• Exercise task A: Rewrite every line of the dataset records below, requests included, and scale each coordinate in the answers by 1.95, rounding to whole numbers with halves rounded up. Leave the pictures out of your version.

Brent Holds Near $112 as Markets Open to Weekend War Headlines and Islamabad Momentum
6 min read, word count: 1272LONDON — Crude steadied and global equities opened the week mixed on Monday as traders weighed a weekend of fresh strikes across the Gulf against the first concrete signals out of Islamabad that mediators were closing on a framework to halt the Iran war, leaving Brent pinned in a narrow band near $112 a barrel and putting fresh attention on a Thursday inventories report that will test whether OPEC+'s production pledge is reaching physical buyers.
The front-month June Brent contract changed hands at $112.30 in mid-morning London trading, up 40 cents from Friday's settlement but more than $13 a barrel below the war-era peak set ten days earlier. West Texas Intermediate hovered near $108.60. Volumes on ICE were running roughly 18 percent below the 30-day average for the hour, dealers said, as desks waited for U.S. participants to return from a weekend dominated by reports of casualties at Ain al-Asad and a Houthi drone barrage intercepted over Saudi Arabia's Eastern Province.
European stocks opened with a cautious upward bias. The pan-European STOXX 600 added 0.3 percent in early dealing, Germany's DAX rose 0.4 percent and France's CAC 40 advanced 0.2 percent. London's FTSE 100 was little changed, with heavyweight energy names BP and Shell each off about half a percent as crude failed to follow Friday's afternoon bid. Wall Street futures pointed marginally higher, with S&P 500 e-minis up 0.2 percent and Nasdaq 100 contracts indicating a 0.4 percent gain at the cash open after the index fell 1.1 percent on Friday.
"This tape is neither the panic of three weeks ago nor a recovery you can put real money behind," said Devon Hartshorn, chief U.S. equity strategist at Pemberton Garrett in New York. "What you have is a market that has accepted the OPEC+ barrels are coming, accepted that the diplomacy in Islamabad is real, and is still entirely unwilling to sleep on a long crude position over the next set of headlines. That is the definition of a holding pattern."
Weekend reporting from the Gulf added to the unease. Two senior U.S. Central Command officials, speaking on condition of anonymity, said American military casualties in the war had risen to roughly 350 across all branches following Saturday night's strike on the Ain al-Asad airbase in Iraq's Anbar province, the deadliest single day for U.S. forces since the conflict began. Saudi Arabia's Ministry of Defense said in a statement Sunday that its Patriot batteries had brought down 14 Houthi drones and two cruise missiles overnight, the largest single intercept of the war for the kingdom. Israel's Air Force said it had struck a centrifuge fabrication facility near Isfahan in pre-dawn raids.
Set against that backdrop, mediators in Islamabad spent Sunday circulating what officials briefed as "framework principles," a four-page non-paper covering a phased halt to direct strikes, a verification arrangement for Iranian enrichment activity and a Hormuz freedom-of-navigation guarantee. Iran's Foreign Ministry, in a carefully worded weekend statement, said Foreign Minister Abbas Araghchi was prepared to "discuss the parameters of a conditional cessation" if security guarantees could be agreed. U.S. officials publicly maintained a posture of caution, with a senior State Department official telling reporters traveling with Secretary of State that "we are not close" but acknowledging that the talks had "moved past process and onto substance."

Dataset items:
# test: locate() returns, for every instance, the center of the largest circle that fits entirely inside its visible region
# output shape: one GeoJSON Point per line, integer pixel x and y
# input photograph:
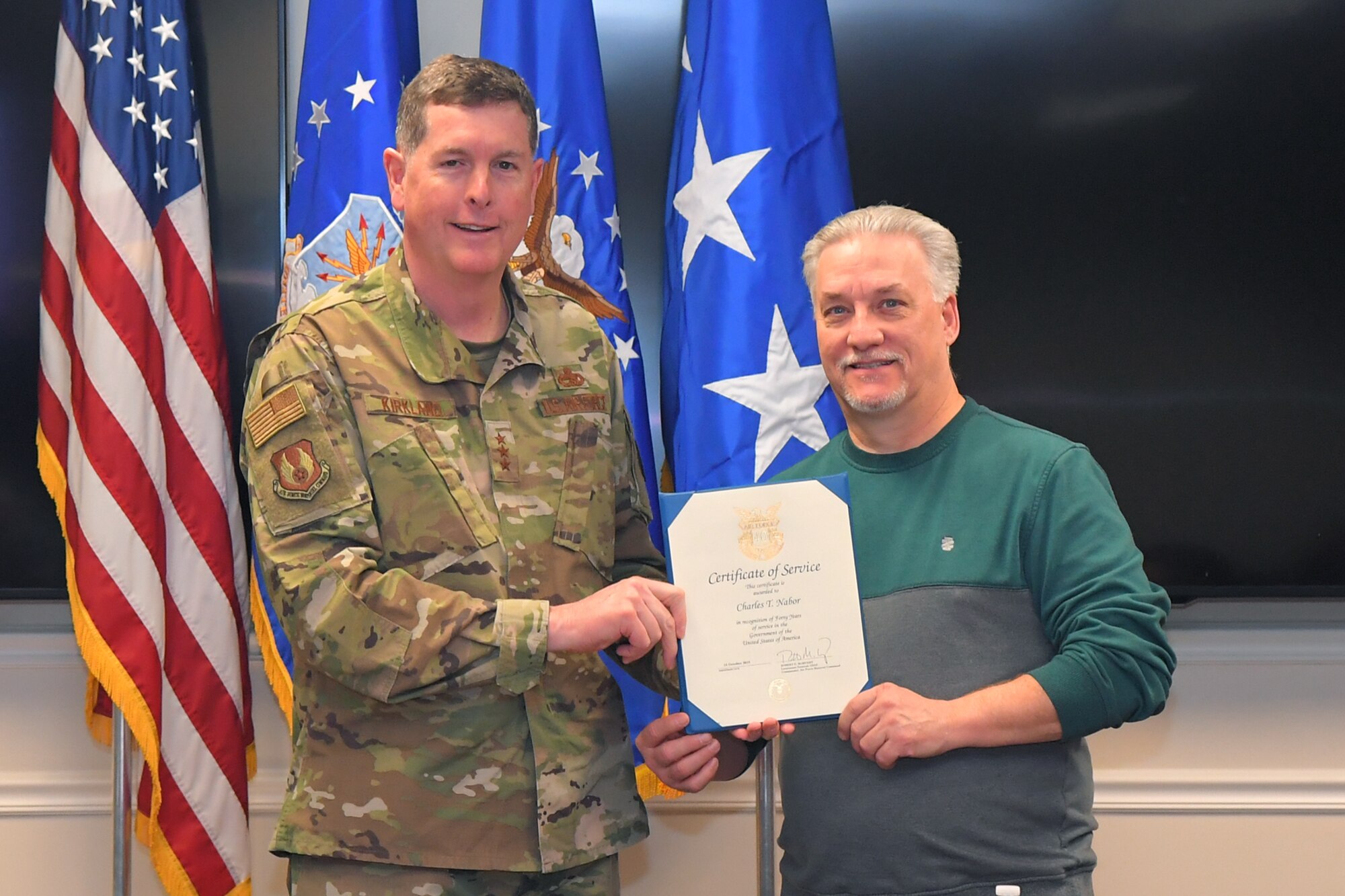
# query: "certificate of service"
{"type": "Point", "coordinates": [773, 606]}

• Exercise task B: Name every European stock index mentioned in the oil market report above.

• Full output A:
# test: locate() returns, for every instance, the center of the largest circle that fits entirely inside its visible region
# output shape: one GeoJSON Point per line, integer pixel x and y
# input photograph:
# query: "certificate of service"
{"type": "Point", "coordinates": [1507, 1182]}

• Full output B: STOXX 600, DAX, CAC 40, FTSE 100